[Points étiquetés sur les objets]
------------------------------------

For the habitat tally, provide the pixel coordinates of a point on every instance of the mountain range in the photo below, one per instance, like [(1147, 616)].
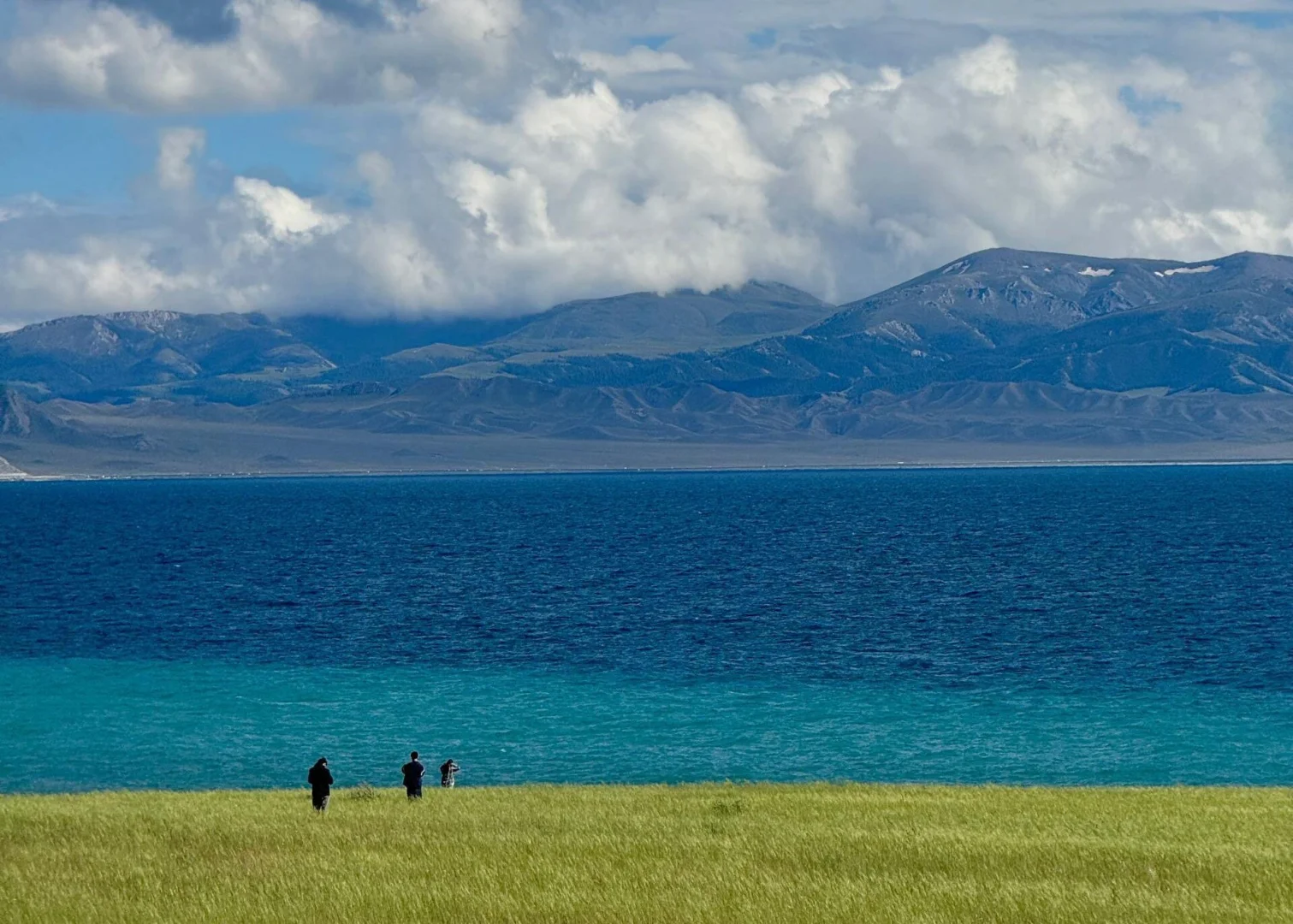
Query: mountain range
[(1110, 358)]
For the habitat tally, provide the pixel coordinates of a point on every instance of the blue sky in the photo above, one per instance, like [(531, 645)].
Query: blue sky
[(470, 157)]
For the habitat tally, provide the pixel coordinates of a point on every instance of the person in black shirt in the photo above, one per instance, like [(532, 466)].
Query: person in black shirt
[(412, 772), (321, 785)]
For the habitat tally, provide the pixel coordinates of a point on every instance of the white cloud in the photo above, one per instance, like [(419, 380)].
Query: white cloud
[(176, 147), (840, 179), (281, 53), (639, 60)]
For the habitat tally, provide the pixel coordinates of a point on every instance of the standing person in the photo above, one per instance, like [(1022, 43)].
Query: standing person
[(321, 785), (412, 772)]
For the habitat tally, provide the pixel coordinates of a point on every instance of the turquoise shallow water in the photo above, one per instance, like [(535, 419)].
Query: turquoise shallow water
[(74, 724), (1081, 625)]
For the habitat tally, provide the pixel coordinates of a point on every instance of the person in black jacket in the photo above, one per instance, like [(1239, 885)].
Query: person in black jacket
[(412, 773), (321, 785)]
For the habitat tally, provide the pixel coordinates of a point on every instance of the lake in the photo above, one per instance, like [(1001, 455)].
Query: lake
[(1017, 625)]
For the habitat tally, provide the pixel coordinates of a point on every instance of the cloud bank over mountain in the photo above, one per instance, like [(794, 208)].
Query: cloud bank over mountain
[(502, 157)]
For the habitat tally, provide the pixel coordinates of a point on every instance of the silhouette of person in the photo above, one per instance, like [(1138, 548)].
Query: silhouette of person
[(321, 785), (412, 772)]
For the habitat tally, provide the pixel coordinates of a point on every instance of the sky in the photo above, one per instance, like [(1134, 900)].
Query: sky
[(491, 157)]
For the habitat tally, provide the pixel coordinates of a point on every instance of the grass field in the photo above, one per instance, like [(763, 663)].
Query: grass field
[(696, 853)]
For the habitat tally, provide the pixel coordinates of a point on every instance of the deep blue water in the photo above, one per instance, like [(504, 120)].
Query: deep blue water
[(1044, 625)]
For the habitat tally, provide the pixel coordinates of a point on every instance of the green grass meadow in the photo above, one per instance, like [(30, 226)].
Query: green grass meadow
[(691, 853)]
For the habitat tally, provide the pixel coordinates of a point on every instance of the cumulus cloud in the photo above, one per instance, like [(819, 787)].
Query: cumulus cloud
[(838, 177), (281, 53)]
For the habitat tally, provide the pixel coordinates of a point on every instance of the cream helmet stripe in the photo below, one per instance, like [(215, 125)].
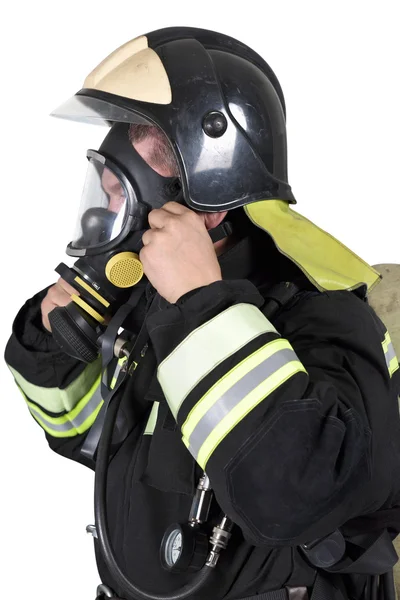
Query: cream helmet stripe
[(132, 71)]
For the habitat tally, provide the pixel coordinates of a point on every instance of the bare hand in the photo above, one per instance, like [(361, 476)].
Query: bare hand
[(178, 254), (58, 295)]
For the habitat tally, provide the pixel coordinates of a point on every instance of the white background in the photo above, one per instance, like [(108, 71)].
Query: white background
[(338, 65)]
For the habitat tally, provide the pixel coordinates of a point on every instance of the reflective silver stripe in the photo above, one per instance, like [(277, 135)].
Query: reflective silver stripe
[(235, 395), (57, 400), (73, 423), (208, 346), (151, 423)]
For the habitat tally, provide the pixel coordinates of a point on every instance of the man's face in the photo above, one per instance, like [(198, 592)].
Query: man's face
[(110, 183)]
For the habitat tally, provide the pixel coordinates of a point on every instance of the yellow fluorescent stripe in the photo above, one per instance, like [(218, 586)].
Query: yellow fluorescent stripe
[(248, 403), (393, 365), (71, 432), (87, 287), (206, 347), (74, 412), (386, 342), (54, 399), (228, 380), (151, 423)]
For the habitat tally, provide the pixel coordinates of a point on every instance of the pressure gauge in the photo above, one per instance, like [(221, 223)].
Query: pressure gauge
[(183, 548)]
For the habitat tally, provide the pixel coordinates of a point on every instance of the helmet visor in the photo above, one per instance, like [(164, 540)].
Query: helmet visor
[(104, 207)]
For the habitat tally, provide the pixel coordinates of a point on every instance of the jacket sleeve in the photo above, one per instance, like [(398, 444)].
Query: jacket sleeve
[(61, 393), (284, 420)]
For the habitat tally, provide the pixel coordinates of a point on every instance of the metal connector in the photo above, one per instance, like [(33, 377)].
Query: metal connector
[(219, 540)]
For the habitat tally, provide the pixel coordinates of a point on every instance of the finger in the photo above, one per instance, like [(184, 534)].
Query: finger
[(175, 208), (148, 237), (158, 218)]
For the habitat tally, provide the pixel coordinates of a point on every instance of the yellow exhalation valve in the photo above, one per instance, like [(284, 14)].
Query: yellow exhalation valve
[(124, 270)]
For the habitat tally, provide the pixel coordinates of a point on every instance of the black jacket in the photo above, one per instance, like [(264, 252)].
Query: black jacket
[(316, 448)]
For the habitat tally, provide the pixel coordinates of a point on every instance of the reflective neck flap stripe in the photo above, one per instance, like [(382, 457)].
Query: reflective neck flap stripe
[(56, 400), (332, 267), (206, 347), (235, 395), (390, 355)]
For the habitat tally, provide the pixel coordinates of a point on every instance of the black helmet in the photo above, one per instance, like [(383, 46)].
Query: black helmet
[(217, 101)]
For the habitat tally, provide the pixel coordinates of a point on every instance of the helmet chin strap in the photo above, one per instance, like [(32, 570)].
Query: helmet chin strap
[(221, 231)]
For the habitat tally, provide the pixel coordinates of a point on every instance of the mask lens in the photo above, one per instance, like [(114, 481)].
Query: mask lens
[(104, 207)]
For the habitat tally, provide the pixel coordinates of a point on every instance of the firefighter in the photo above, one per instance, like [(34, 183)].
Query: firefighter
[(262, 388)]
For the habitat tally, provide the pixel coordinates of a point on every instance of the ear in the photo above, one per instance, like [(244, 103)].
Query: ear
[(212, 220)]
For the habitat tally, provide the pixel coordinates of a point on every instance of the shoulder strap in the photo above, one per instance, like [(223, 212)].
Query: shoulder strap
[(281, 295)]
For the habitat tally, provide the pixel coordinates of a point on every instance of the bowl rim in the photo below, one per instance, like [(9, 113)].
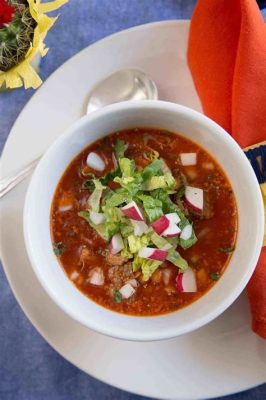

------------------------------------

» **Consigne**: Renvoyez toutes ces lignes sans y changer quoi que ce soit, mais sans les images.

» **Corrigé**:
For the habitat tally, provide the pixel coordinates of a point on every instance of the mountain range in the photo below, one per instance, like [(1147, 616)].
Query: mountain range
[(1110, 358)]
For the habitat tally, provide the pixel coordinates of a point on every instance of the blue sky in the photo above, one per instance, like [(531, 645)].
Query: blue sky
[(470, 157)]
For the habitat tally, provide the pixel coordinates of a point on every instance of the person in black shirt in the photo above, one per instance, like [(532, 466)].
Query: person in black shirt
[(412, 772), (321, 785)]
For the habitat tally, provide the pixel coordinates of a point on every instance of the white cloud in the photo above, one per instance, like [(419, 380)].
Query: white cloud
[(176, 147), (840, 179), (281, 53), (639, 60)]
For the habitat tally, provide the pixel coordinates of a point on every instance of the standing person in the photo above, one per instance, like [(1022, 43)].
Query: standing person
[(321, 785), (412, 772)]
For the habitat tally, provide the pixel coordinates of a point on every instance of the turquoise shallow water in the photo above, one per instance, like [(535, 419)].
Query: turquoise shallow water
[(74, 724), (1081, 625)]
For the habitat tally, provide the pixel coordinates of a point on every instance of the person in black jacket in the photo above, one per instance, like [(1239, 885)].
Query: person in black jacket
[(412, 773), (321, 785)]
For the habitat tally, provide the pixel coordinates of a point on every instance of the lake in the photo above, one per instance, like [(1001, 455)].
Query: lake
[(1017, 625)]
For the habitat tally, provide the pixel coordinates of a point on every instance of the cloud bank over mountain in the photo above, one per instance, like [(794, 208)].
Query: cloud bank over mountain
[(502, 157)]
For the habitat tally, provide the pixel coordinates of a point on every instance of the silhouette of person in the photo above, one per instance, like [(1138, 548)].
Query: silhouette of person
[(321, 785), (412, 772)]
For the habitat tally, provide the pixel coordinates of a point on every instance of the sky in the photo above, one per instance, like [(1134, 900)].
Query: sky
[(491, 157)]
For the habitat tally, provide the pixel coordinates of a point on every instance of the grass field in the photo above, one per instance, like [(763, 663)].
Query: grass field
[(696, 853)]
For the habitat tally, provide the pixel coordinates of a point on every instance of the deep blue water in the photo above, one per instance, like [(504, 120)].
Query: deep blue water
[(1044, 625)]
For the habitat tally, provide the pixel coordinates of a point on every instance of the green grass meadow in the photo above, one per instance, like [(30, 226)].
Query: green grass meadow
[(691, 853)]
For the habitat tally, provide the pixel coordinates of a point on every instance of the cumulus cloud in the photo above, one per instance, like [(819, 787)].
Query: cumulus cloud
[(838, 177), (281, 53)]
For the habitat tally, provide the pixel coordinates of a point on every instance of the cream helmet stripe in the photo below, one per instance, like [(215, 125)].
Query: cream helmet stripe
[(132, 71)]
For the habitat tally, provide the pixel coordinates of a point on every instance of the bare hand in the photo above, one per instance, like [(361, 476)].
Query: bare hand
[(178, 254), (58, 295)]
For the habitat tally, provide the pixel coordinates of a point on every instance of the white background in the photo above, one per instance, like [(108, 71)].
Query: white background
[(338, 65)]
For the habitat tally, provide the pixel coordinates of a point on every instance of the reflective silver stripe in the photo above, one per instance, like [(277, 135)].
Query: reflective silver stripe
[(235, 395), (57, 400), (73, 423), (208, 346), (151, 423)]
For the habitat tally, provide the pixel coordinates of a point on every instance of the man's face in the photo above, one per instance, like [(198, 592)].
Query: man's face
[(110, 183)]
For the habitat tally, provide the pixel coordinates of a point on every instance of the yellow fluorescent stripe in the photo above, one per instance, like [(218, 586)].
Query: yellow fluorescent stripe
[(248, 403), (393, 365), (71, 432), (87, 287), (206, 347), (74, 412), (386, 342), (54, 399), (228, 380), (151, 423)]
For the habitat tally, provide the pixel coordinates of a point on every instance of the pressure gauge in the photo above, one per instance, like [(221, 223)].
Query: pressure gauge
[(183, 548)]
For the habitat tally, provide the pixel coordinates of a point on every instance of the helmet visor in the photo above, one per instance, like [(164, 540)].
Query: helmet visor
[(104, 207)]
For the habitat tally, provide the pixel coordinates of a point on every instance of the jacket sleeve in the photo above, one per instance, like [(398, 444)].
Query: jacket sleeve
[(61, 393), (284, 420)]
For the habitat tally, provide the pixel coordinates of a point on every instance of the metal connector in the photo above, one per instance, like [(33, 377)].
Query: metal connector
[(219, 540)]
For the habitat tally, provide the pixel coordinates of a point on every instance of the finger in the photo above, one per instance, like [(184, 534)].
Query: finger
[(175, 208), (148, 237), (158, 218)]
For the habitat tally, provide the pixel coordinates of a point on every instance of the yellow exhalation valve in the photo above, one per instance, like [(284, 14)].
Query: yellow exhalation valve
[(124, 270)]
For the habitat tally, provide the pixel coordinates of a point on every instance of the black jacket in the photo above, one per instance, like [(264, 252)].
Query: black jacket
[(316, 448)]
For the habitat tally, provide the pixel coordinates of a point on every instance of the reflective neck flap stripe in the photo above, one per instance, like [(382, 457)].
Query: reflective neck flap stripe
[(56, 400), (332, 267), (206, 347), (235, 395), (390, 355)]
For the habitat tally, provide the pixel coordinates of a point on every instance of the black helmet in the photo above, one per instance, like [(383, 46)].
Query: black helmet
[(217, 101)]
For the habitat tally, provide the pixel coordinates of a point on every instance of the helmet chin strap in the photo above, one per instance, like [(32, 570)].
Query: helmet chin strap
[(221, 231)]
For the habitat tally, provide the pixel coordinates of a point on every instance of the mask lens in the photo above, one per instance, like [(114, 481)].
Query: mask lens
[(104, 207)]
For the habitat tally, provide the pixel coordinates of a point on every instance of the firefighter in the photo above, one per instance, like [(34, 183)].
Query: firefighter
[(262, 388)]
For the habitat tally, provide the pixel coordinates of a point on every instance of the ear in the photo above, one per instance, like [(244, 103)].
Query: ear
[(212, 220)]
For the habitat tally, provide the pixel coordinates of a point on every instance of the shoulder strap in the photo above, one per instance, like [(223, 212)].
Query: shoulder strap
[(281, 295)]
For the habitat tally, provide the pixel coordinates of a point on every instance of the bowl rim in the photo below, one per instance, like [(9, 113)].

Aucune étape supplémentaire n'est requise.